(Recorded data)
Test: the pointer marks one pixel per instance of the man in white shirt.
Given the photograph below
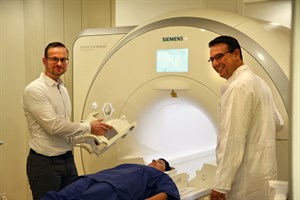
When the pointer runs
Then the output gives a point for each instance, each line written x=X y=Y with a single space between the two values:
x=47 y=107
x=248 y=120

* DESCRIPTION OF THE TASK: Repeat the lines above word for word, leaving out the pictures.

* RESULT:
Test: the pointer marks one pixel per instance of the man in white shirt.
Given the photograph below
When the pointer runs
Then the output gives a point for each instance, each line written x=X y=Y with a single space between the two values:
x=47 y=107
x=248 y=120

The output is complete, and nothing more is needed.